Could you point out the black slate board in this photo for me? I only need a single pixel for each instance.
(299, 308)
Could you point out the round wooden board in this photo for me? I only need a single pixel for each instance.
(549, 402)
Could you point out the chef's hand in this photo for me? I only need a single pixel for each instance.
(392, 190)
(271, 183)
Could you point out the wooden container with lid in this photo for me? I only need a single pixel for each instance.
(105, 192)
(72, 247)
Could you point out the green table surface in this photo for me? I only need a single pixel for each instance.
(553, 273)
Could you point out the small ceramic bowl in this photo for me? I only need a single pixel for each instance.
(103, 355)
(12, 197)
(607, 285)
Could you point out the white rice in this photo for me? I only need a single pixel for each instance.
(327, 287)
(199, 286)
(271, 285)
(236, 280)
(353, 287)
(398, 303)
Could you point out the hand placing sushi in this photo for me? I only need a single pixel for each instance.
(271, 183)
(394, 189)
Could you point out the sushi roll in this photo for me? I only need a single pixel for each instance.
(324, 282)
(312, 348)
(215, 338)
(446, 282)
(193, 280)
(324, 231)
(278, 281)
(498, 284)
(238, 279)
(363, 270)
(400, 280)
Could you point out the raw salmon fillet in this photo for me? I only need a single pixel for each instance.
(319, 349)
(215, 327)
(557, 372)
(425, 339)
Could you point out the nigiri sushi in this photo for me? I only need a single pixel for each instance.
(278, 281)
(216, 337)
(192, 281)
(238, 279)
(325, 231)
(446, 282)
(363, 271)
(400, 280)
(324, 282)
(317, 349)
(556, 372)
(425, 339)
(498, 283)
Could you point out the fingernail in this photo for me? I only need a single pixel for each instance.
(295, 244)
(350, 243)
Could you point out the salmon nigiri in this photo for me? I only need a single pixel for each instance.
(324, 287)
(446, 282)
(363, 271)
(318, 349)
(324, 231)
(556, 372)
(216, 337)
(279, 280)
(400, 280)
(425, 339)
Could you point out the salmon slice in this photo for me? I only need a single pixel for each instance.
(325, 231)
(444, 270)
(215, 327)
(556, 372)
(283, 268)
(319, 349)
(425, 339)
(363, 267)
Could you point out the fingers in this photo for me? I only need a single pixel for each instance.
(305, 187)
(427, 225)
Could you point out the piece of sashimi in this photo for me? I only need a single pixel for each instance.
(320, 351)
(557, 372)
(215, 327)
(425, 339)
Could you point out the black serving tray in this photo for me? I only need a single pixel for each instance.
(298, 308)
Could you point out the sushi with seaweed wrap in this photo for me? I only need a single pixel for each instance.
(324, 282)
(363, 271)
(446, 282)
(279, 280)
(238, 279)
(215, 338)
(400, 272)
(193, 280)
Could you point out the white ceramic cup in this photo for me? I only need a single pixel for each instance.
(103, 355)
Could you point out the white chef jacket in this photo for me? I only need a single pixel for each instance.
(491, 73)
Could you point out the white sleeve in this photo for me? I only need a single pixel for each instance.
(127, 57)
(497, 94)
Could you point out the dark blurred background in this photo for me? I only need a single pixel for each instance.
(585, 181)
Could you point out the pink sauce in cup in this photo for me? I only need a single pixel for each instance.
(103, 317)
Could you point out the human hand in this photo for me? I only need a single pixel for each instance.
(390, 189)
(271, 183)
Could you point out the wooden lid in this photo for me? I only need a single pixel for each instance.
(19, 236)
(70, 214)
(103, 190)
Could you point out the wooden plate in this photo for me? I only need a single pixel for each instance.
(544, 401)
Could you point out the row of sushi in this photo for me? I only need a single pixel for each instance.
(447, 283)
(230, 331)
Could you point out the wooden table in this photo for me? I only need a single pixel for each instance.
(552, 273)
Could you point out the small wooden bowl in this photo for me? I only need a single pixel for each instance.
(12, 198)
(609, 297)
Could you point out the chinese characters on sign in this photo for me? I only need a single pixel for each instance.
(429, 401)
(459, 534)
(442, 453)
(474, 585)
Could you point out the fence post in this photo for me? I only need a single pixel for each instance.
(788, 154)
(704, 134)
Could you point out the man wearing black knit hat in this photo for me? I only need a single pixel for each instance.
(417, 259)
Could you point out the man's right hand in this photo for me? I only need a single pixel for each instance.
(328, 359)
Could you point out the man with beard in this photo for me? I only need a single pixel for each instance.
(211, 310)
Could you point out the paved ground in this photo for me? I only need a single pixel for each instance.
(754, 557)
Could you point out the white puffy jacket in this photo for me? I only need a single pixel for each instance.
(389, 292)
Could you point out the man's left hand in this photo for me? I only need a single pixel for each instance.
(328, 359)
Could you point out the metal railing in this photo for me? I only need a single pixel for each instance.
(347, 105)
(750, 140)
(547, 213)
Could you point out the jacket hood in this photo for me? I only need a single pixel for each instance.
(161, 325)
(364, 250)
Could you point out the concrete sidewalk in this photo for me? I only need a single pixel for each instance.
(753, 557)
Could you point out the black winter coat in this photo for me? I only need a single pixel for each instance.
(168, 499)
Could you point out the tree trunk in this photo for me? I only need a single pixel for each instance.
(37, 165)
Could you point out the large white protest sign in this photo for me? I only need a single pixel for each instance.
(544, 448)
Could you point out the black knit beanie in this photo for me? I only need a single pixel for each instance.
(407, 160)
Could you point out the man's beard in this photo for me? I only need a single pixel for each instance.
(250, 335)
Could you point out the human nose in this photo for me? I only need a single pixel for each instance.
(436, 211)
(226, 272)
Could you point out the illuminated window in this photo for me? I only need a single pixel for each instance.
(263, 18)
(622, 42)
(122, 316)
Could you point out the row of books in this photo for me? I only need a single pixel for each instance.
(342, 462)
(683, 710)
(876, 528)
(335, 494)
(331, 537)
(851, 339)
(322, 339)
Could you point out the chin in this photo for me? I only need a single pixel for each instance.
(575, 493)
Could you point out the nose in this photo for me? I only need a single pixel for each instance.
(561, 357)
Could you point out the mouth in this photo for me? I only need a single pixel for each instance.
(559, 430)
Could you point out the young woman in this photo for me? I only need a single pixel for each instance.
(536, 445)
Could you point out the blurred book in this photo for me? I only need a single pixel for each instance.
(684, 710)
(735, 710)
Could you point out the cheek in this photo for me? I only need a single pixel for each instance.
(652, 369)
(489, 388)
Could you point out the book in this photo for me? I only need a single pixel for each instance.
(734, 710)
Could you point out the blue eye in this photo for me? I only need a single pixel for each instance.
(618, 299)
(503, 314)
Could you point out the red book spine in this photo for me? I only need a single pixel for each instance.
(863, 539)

— Task directions —
The whole listing above needs to be written out exactly.

— Result of the task —
Could you point out the black slate board in this photo for me? I only need a single pixel for each instance.
(299, 308)
Could you point out the round wooden board in this photo for me? I only need a single pixel for each instance.
(549, 402)
Could you point out the chef's hand in this photo for me? I only need a single pixel for each instance.
(392, 190)
(271, 183)
Could you point out the wooden container with lid in this photo for me? I only need a single pixel for each instance.
(105, 192)
(72, 247)
Could you point out the green table surface in this photo for me? I only need a single pixel for each instance.
(553, 273)
Could you point out the small ceramic bowl in this photo for me? I only need a single pixel for each instance.
(103, 355)
(12, 197)
(607, 285)
Could you point out the white rice in this photo for me? I only need a single pixel for each instance.
(327, 287)
(199, 286)
(271, 285)
(236, 280)
(353, 287)
(398, 303)
Could you point out the hand placing sushi in this photo for me? I only need a single pixel for each instance.
(271, 183)
(394, 189)
Could you point out the sushi roll in this photo for me? I only need a single pixel for each instance.
(324, 282)
(312, 348)
(215, 338)
(446, 282)
(193, 280)
(324, 231)
(278, 281)
(498, 284)
(238, 279)
(363, 270)
(400, 280)
Could you point out the raw salmon fillet in this photo for me? I only need a single pixel for each instance.
(319, 349)
(215, 327)
(557, 372)
(425, 339)
Could you point out the nigiri sushi in this photo for me? I only need a single pixel for each instance.
(278, 281)
(216, 337)
(192, 281)
(238, 279)
(325, 231)
(446, 282)
(363, 271)
(400, 280)
(324, 282)
(317, 349)
(556, 372)
(425, 339)
(498, 283)
Could you point out the fingernail in this photo for me? I only need a single pixel for each instance.
(295, 244)
(350, 243)
Could you point out the salmon nigiri in this photo for me? I only need a single pixel for each instance.
(324, 287)
(446, 282)
(363, 271)
(318, 349)
(324, 231)
(556, 372)
(216, 337)
(279, 280)
(400, 280)
(425, 339)
Could you point out the salmon slice in this photo for me? I only need a single pixel for each instance.
(325, 231)
(444, 270)
(215, 327)
(556, 372)
(283, 268)
(319, 349)
(425, 339)
(363, 267)
Could you point out the fingers in this photo for me? I only need a single pixel for each instance.
(305, 187)
(427, 225)
Could you point out the piece of sashimi in this photo for me? I only need a single pixel for each instance.
(320, 351)
(557, 372)
(215, 327)
(425, 339)
Could you point out the black serving tray in this photo for me? I only need a single pixel for each instance.
(298, 308)
Could you point out the sushi with seaweed wrap in this photo for me? I only need a single pixel for each instance.
(324, 282)
(363, 271)
(446, 282)
(279, 280)
(238, 279)
(215, 338)
(400, 272)
(193, 280)
Could you point out the white ceramic cup in this photo for me? I only need a single pixel for each instance.
(103, 355)
Could you point out the white chef jacket in this photo for me? I only need a single pixel for each instance.
(491, 73)
Could you point out the white sleeve in this photo for me? I only need a single pixel for each instance.
(127, 57)
(497, 94)
Could you point out the dark blurred background in this photo for me? I only need a single pixel for each instance.
(585, 181)
Could you point out the pink sauce in cup in this photo for me? I only need a single pixel for each instance.
(103, 317)
Could you point out the human hand in this photo for me? I only need a single pixel for each instance.
(390, 189)
(271, 183)
Could you point out the wooden lid in this photo for me? I only need a single pixel for each instance.
(19, 236)
(70, 214)
(103, 190)
Could you point out the wooden plate in this photo for me? I only need a single pixel for each instance.
(544, 401)
Could you point out the row of sushi in this photo for me? I only need a single pixel for each instance.
(447, 283)
(230, 331)
Could you point out the wooden table in this photo for me? I only need a single pixel for each instance.
(552, 273)
Could you point out the small wooden bowl in this photo for me? I only need a single pixel for each instance.
(12, 198)
(609, 297)
Could you point out the chinese characters on sign in this photo for me? I only need a single pixel for each instance.
(429, 401)
(459, 534)
(442, 453)
(474, 585)
Could you point out the fence post in this photo for me? I only need a single pixel for each instance.
(788, 154)
(704, 134)
Could you point out the man wearing black knit hat in this photo for me? I only need a single pixel for each instance.
(417, 259)
Could you point out the man's right hand in this photo for me? I only need a single pixel for each instance.
(328, 359)
Could you point out the man with beard in this photo for me? I only need a single pixel for each instance.
(211, 310)
Could you point out the paved ground in this photo for me? I only need a single pixel for each instance.
(754, 557)
Could you point out the white puffy jacket in this photo for me? I only need a single pixel for each instance.
(389, 292)
Could you point out the man's left hand in this photo for me? I only need a single pixel for each instance.
(328, 359)
Could you point out the metal railing in this photo for me? I only need a single pixel for each instance.
(347, 105)
(750, 140)
(547, 213)
Could you point out the jacket hood in this photo for me? I only need a single pixel for each instance.
(161, 325)
(364, 250)
Could you point out the concrete sidewalk in this photo for me? I only need a single pixel for each instance.
(753, 557)
Could you point out the black winter coat in this photo for me? I only need a single pixel for each instance.
(168, 499)
Could you point out the tree trunk in this photo for me? I only need a single pixel for each instance.
(37, 165)
Could you point out the large white protest sign in this photo for me? I only need a single pixel for each instance.
(544, 448)
Could you point out the black knit beanie in this photo for me? I only need a single pixel for each instance.
(407, 160)
Could you point out the man's beard in this photo for me? I only need a single pixel for each instance.
(250, 335)
Could you point out the human nose in this photo for me? I only need a single pixel for each instance.
(436, 211)
(226, 272)
Could you point out the illuminated window in this photo for me? I only need a single pixel for each instance.
(263, 18)
(622, 42)
(122, 316)
Could you point out the row of books in this photo for me? I only need a single pixel for each instance.
(342, 462)
(683, 710)
(876, 528)
(335, 494)
(331, 537)
(851, 339)
(322, 339)
Could you point out the chin in this photo for me? I only need a single pixel for each instance.
(575, 493)
Could you point out the nose in this photo for me? I only need a single pixel for each instance.
(561, 357)
Could you point out the mouth in this photo for me? I only need a single pixel for each instance.
(559, 430)
Could you point out the young woman in this photo for me? I only need a single pixel for each instance.
(536, 445)
Could you point out the blurred book in this photo for me? I only need a single pixel for each instance.
(684, 710)
(735, 710)
Could you point out the cheek in this photo for me? I only need a single pixel for each instance.
(652, 369)
(489, 388)
Could you point out the book in this photo for me? I only need a single pixel for each instance.
(734, 710)
Could you point out the blue eye in this photo for me? I only need a single pixel for each instance.
(618, 299)
(503, 314)
Could you point out the red book spine in this photo for me? I only need a single pixel for each instance.
(863, 539)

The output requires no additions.